* _EXTRACTED RECORDS_:
================================

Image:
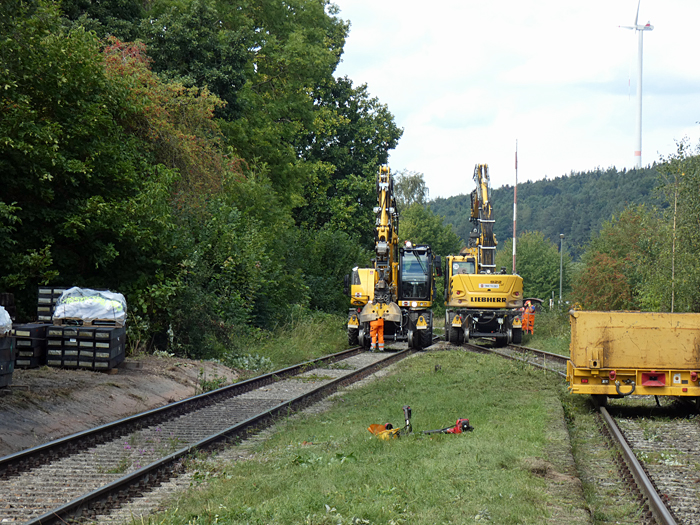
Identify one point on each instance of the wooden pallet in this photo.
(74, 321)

================================

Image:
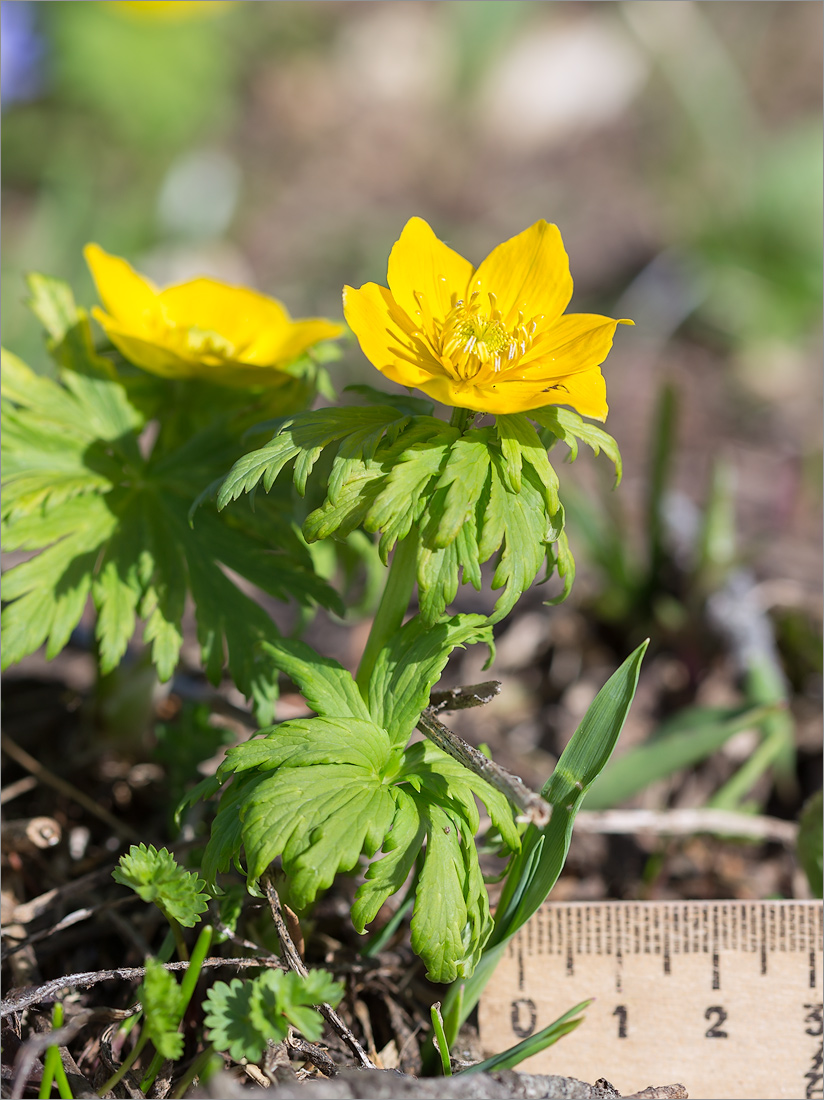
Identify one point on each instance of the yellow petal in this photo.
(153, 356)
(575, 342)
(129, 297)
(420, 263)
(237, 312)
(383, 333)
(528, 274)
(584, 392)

================================

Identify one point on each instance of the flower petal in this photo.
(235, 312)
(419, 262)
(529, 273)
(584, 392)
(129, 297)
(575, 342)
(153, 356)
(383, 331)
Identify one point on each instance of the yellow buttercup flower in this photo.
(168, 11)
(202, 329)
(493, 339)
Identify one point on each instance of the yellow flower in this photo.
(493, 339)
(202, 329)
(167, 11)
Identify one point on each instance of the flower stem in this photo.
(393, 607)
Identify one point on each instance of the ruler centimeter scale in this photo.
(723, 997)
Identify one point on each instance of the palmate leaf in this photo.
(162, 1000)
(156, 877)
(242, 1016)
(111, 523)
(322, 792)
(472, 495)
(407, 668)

================================

* _WHAT YOU NEED TO DO_: Select each line in the entries above that contains the word "photo". Case counts.

* _FINISHED ANSWER_:
Identify one point on each instance of the wooden pallet in this photo.
Identify one point on each instance of the yellow petal in this photo.
Identify one point on each instance of the flower petal in this photo.
Identify one point on each instance of the yellow buttercup flower in this photo.
Identify one point on each instance of the yellow flower in this photo.
Identify one point on each instance of the flower stem in this photo.
Identify one point on each instance of the ruler centimeter scale in this photo.
Identify one point on each instance of the palmate leaf in this photo.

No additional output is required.